** What is expected **
Please write out the material below exactly as given.

** Material provided **
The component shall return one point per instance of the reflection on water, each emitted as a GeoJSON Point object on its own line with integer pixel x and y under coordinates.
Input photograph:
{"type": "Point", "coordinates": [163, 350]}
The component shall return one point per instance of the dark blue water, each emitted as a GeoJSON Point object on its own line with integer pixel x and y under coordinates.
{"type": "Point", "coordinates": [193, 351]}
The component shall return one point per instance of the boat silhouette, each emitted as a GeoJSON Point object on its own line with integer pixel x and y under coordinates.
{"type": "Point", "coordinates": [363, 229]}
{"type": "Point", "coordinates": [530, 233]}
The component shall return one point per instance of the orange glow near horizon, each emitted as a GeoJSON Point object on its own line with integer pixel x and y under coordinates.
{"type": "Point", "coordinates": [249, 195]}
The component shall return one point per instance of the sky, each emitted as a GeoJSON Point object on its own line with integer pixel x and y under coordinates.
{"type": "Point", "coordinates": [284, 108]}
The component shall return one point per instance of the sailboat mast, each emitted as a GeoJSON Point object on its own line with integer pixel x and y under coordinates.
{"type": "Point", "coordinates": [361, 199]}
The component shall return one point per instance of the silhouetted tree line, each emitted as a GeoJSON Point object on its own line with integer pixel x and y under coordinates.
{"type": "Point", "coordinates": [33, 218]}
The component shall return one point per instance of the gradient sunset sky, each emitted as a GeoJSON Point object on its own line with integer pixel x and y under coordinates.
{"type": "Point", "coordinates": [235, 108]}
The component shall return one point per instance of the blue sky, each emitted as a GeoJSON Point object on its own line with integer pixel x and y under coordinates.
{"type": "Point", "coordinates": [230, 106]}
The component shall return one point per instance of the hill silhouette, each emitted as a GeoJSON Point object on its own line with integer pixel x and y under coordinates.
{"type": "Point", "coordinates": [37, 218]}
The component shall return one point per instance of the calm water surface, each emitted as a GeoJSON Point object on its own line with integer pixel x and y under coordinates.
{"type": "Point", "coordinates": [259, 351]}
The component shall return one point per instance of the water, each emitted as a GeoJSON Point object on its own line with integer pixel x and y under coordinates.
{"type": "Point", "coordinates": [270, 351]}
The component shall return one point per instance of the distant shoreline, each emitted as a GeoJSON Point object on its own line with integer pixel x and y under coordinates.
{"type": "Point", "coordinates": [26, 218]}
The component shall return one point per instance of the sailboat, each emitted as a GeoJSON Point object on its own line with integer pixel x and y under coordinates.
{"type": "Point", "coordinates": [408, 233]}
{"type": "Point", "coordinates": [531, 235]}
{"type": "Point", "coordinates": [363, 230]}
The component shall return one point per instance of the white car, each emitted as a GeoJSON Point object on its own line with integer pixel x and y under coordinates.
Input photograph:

** Written response **
The component shall return one point per instance of the reflection on water, each emitted as a GeoJSON Point object on its own line with integer pixel x and y under coordinates.
Input photograph:
{"type": "Point", "coordinates": [163, 350]}
The component shall return one point per instance of the dark blue water, each emitted as a GeoJSON Point object on its own line with integer pixel x and y under coordinates.
{"type": "Point", "coordinates": [193, 351]}
The component shall return one point per instance of the boat silhouette, each emitted as a GeoJSON Point object on its own line with integer pixel x and y under coordinates.
{"type": "Point", "coordinates": [363, 229]}
{"type": "Point", "coordinates": [530, 233]}
The component shall return one point per instance of the orange glow near horizon, each emitted as a GeoJSON Point object on its own line with integer pixel x and y under coordinates.
{"type": "Point", "coordinates": [249, 195]}
The component shall return one point per instance of the sky, each emitted as a GeoJSON Point object on its own line with integer pixel x and y under coordinates.
{"type": "Point", "coordinates": [284, 108]}
The component shall return one point per instance of the sailboat mast, each emitted as a GeoJSON Point object on its own line with integer pixel x and y under coordinates.
{"type": "Point", "coordinates": [361, 199]}
The component shall return one point per instance of the silhouetted tree line, each emitted as a GeoJSON Point object on its own line with integer pixel x and y under coordinates.
{"type": "Point", "coordinates": [33, 218]}
The component shall return one point per instance of the gradient sunset sky, each emitted as a GeoJSON Point object on its own line with integer pixel x and y under coordinates.
{"type": "Point", "coordinates": [235, 108]}
The component shall return one point per instance of the blue sky, each emitted as a GeoJSON Point object on its own line with integer pixel x and y under coordinates.
{"type": "Point", "coordinates": [230, 106]}
The component shall return one point per instance of the hill silhouette, each emitted as a GeoJSON Point object on its own line with integer pixel x and y under coordinates.
{"type": "Point", "coordinates": [37, 218]}
The component shall return one point per instance of the calm water surface, each emitted as a GeoJSON Point object on its own line with integer pixel x and y under coordinates.
{"type": "Point", "coordinates": [259, 351]}
The component shall return one point per instance of the water, each emitted as a GeoJSON Point object on its own line with integer pixel x and y under coordinates.
{"type": "Point", "coordinates": [270, 351]}
The component shall return one point per instance of the distant shoreline, each emitted as a GeoJSON Point object on its own line with integer pixel x and y under coordinates.
{"type": "Point", "coordinates": [26, 218]}
The component shall return one point per instance of the sailboat, each emitted as a GeoJSON Point object on its own line with integer pixel x and y under coordinates.
{"type": "Point", "coordinates": [408, 233]}
{"type": "Point", "coordinates": [531, 235]}
{"type": "Point", "coordinates": [363, 230]}
The component shall return one point per instance of the white car, each emitted as a GeoJSON Point object on its own line with integer pixel x and y under coordinates.
Input photograph:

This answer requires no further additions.